GIVEN RECORDS
[BEGIN]

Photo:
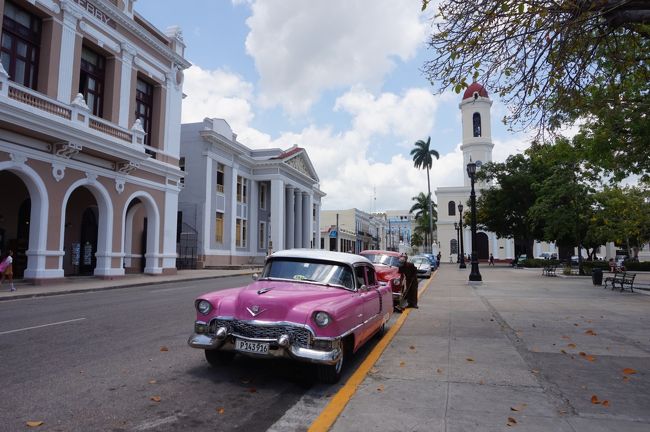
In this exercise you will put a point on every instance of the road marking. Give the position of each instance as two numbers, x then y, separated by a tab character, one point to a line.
175	288
41	326
155	423
333	409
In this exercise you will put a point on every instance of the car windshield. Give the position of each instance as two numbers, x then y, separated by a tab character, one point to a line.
323	272
383	259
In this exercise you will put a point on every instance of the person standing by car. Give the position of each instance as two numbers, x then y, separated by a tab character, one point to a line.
411	280
6	269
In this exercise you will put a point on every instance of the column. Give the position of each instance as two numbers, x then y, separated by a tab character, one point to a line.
128	53
230	223
307	220
299	219
71	16
277	219
317	227
290	218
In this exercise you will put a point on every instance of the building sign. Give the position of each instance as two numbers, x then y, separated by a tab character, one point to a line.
94	11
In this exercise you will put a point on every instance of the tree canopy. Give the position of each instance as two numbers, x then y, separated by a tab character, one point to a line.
544	58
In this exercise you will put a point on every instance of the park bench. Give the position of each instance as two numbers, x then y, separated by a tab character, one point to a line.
622	280
549	270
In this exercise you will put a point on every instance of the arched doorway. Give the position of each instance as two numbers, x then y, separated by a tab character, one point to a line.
141	224
15	216
81	233
482	246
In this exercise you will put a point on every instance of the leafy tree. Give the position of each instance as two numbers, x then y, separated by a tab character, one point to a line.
421	209
422	158
544	58
503	208
622	215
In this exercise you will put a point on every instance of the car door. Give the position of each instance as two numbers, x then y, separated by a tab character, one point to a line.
370	297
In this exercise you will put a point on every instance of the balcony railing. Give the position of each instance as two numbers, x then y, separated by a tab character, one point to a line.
39	102
76	112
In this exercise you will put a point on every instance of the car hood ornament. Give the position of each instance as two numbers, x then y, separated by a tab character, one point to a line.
255	310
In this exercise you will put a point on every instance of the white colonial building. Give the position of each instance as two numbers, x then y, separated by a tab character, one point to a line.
90	108
240	204
476	146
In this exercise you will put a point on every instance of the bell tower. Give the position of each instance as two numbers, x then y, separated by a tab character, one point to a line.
477	127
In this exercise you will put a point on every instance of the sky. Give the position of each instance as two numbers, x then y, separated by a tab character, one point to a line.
340	78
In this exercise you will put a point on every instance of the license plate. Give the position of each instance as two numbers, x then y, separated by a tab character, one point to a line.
253	347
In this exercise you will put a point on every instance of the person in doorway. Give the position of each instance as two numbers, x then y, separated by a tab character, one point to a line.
410	273
7	271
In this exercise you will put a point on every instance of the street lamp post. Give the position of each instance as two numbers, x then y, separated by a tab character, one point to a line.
474	274
457	242
460	229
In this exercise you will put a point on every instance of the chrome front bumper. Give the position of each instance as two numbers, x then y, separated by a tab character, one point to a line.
227	343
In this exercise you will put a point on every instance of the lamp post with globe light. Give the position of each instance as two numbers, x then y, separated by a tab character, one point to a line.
474	274
460	229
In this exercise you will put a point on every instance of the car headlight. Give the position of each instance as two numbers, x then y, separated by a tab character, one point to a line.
203	306
322	319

[END]

GIVEN TASK
Print the full listing exactly, dropping the pictures.

EXPECTED OUTPUT
Photo:
In this exercise you will put a point on every instance of the road marking. Give the position of each instance as two numbers, x then y, separated by a tab character, one point to a line.
175	288
41	326
155	423
333	409
In this exercise you will put a point on every instance of the car windshield. Give the position of each instance as two numbers, x then y, separated by a tab character, one point to a line.
323	272
383	259
In this exercise you will put a point on every instance of the person standing by car. Give the position of each instance as two numbers, x then y, separated by a tab character, one point to a line.
411	280
6	269
In this exercise you will put a point on every instance of the column. Give the position of each instance as two numbers, x then y, separated by a tab character, one point to a line.
128	53
230	223
307	220
299	219
71	16
277	219
317	227
290	218
In this exercise you will put a point on every instance of the building sign. Give the position of each instance as two numbers, x then y, separated by a tab character, one point to a line.
94	11
In this exercise you will put a point on every instance of the tree canopy. Give the position of each instance as two numbers, x then y, separated by a tab character, one point to a line.
544	58
In this exercise you will put a point on every instance of the park bench. Give the position of each instance as two numbers, x then y, separated by a tab character, one point to a line.
622	280
549	270
In this exercise you will put a point on every instance of the arched doorway. Give the position of each instance as two numbers, x then y, separated by a tab character, one point to a line.
141	224
15	216
81	233
482	246
In this exercise you will put a point on every instance of the leafy tree. Give the position of each instance as two numbers, x then y, separated by a tab character, one point to a line.
421	209
422	158
544	58
503	208
622	215
In this exercise you will put a point on every instance of the car door. Give the position of each instance as two numbers, x then y, separated by a tab character, one point to a line.
370	297
In this exercise you will put a point on every instance of the balcony railing. Give the position of each instance as two numbers, x then y, separated by a tab character, one point to a line.
39	102
76	112
In this exercise you will put a point on every instance of the car hood ornament. Give the position of each instance as two numbers, x then y, separated by a tab character, one point to a line.
255	310
In this exercise you will put a point on every instance of the white colonial building. Give the position of each instance as two numbers, x then y, separated by a tab character, one point to a line.
90	108
240	204
476	146
In this exercise you will put a point on every instance of the bell tower. Give the position of each instance as two numbers, x then y, separated by a tab character, one point to a line.
477	127
In this exercise you will put a point on every instance of the sky. Give the position of each instance as two numbers, x then y, separated by a tab character, one point to a line.
340	78
In this exercise you will put a point on every instance of the license plate. Give the position of each instance as two numbers, x then y, separated by a tab character, one point to a line.
253	347
In this exercise you will put a point on every instance of the person in doorway. Give the position of each instance as two numbers, x then y, separated by a tab character, one point to a line.
410	273
7	271
In this exercise you will put a point on every instance of the street lamp post. Give the position of each instance as two numbers, x then y, separated by a tab character, one point to a line.
474	274
457	242
460	229
In this exercise you will put a point on every instance of the chrome front bumper. Give the position of each instance as two numbers, x then y, separated by a tab character, one point to a line.
227	343
In this exercise you will put a point on every instance of the lamp post with globe light. Give the position of each instance as two numbers, x then y, separated by a tab character, one point to a line.
474	274
460	229
In this exercise you will put a point on every instance of the car headlight. Give the position of each instance as two numbers, x then y, separated by a tab character, one point to a line.
203	306
322	319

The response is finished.